The story of Emily Drabinski’s openly socialist run for president of the American Library Association (ALA) could start in many places: her politicization as a child campaigning against Styrofoam cups at a local frozen yogurt shop, her early career scholarship about how queer materials are catalogued in libraries, or her interactions during the pandemic with patrons for whom libraries are a critical lifeline. But you could also start the story with a sandwich.

In September 2011, Drabinski was a faculty librarian at Long Island University (LIU). She had been on strike with the rest of her union for a few days and was attending a meeting about a contract offer. But there wouldn’t be much discussion on the matter — members walked in to find handouts on their chairs, listing bullet-pointed highlights of the agreement. She recalls union leadership at the front of the room telling attendees they’d be voting yes on the contract, which no one was even given a chance to read.

“I remember sitting there thinking, this does not feel like I have a say in this,” Drabinski recounted.

══════════

### Instructions to follow
Could you give the part of the Drabinski profile starting with "The story of" and going on through "with a sandwich." again, swapping "Styrofoam cups" for "plastic straws"?

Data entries
══════════

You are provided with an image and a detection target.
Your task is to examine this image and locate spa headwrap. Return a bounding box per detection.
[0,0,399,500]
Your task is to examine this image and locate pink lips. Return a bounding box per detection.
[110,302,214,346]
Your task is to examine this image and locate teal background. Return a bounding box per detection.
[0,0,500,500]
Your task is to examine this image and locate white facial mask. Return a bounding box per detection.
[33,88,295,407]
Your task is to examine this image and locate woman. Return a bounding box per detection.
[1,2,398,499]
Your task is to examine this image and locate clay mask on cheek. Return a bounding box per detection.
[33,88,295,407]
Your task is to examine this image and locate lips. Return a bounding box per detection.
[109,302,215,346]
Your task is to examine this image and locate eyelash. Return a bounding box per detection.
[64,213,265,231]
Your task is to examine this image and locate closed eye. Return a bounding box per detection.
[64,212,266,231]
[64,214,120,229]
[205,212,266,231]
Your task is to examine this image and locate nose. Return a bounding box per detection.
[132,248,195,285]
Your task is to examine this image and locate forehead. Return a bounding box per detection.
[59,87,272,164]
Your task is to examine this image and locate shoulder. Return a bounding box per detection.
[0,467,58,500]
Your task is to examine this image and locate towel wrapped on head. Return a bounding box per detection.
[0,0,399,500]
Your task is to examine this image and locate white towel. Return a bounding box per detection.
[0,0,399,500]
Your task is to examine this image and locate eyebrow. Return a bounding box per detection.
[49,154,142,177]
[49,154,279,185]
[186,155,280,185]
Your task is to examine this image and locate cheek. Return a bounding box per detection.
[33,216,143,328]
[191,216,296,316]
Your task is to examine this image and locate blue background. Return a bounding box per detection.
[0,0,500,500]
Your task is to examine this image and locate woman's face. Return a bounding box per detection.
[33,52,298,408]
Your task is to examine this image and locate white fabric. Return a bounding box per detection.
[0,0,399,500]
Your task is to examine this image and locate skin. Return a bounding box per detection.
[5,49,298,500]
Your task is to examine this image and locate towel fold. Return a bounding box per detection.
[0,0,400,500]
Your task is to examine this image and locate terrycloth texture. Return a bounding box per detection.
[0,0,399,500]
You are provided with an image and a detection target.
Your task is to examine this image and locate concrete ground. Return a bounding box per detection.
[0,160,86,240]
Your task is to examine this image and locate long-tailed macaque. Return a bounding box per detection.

══════════

### Solution to the exercise
The story of Emily Drabinski’s openly socialist run for president of the American Library Association (ALA) could start in many places: her politicization as a child campaigning against plastic straws at a local frozen yogurt shop, her early career scholarship about how queer materials are catalogued in libraries, or her interactions during the pandemic with patrons for whom libraries are a critical lifeline. But you could also start the story with a sandwich.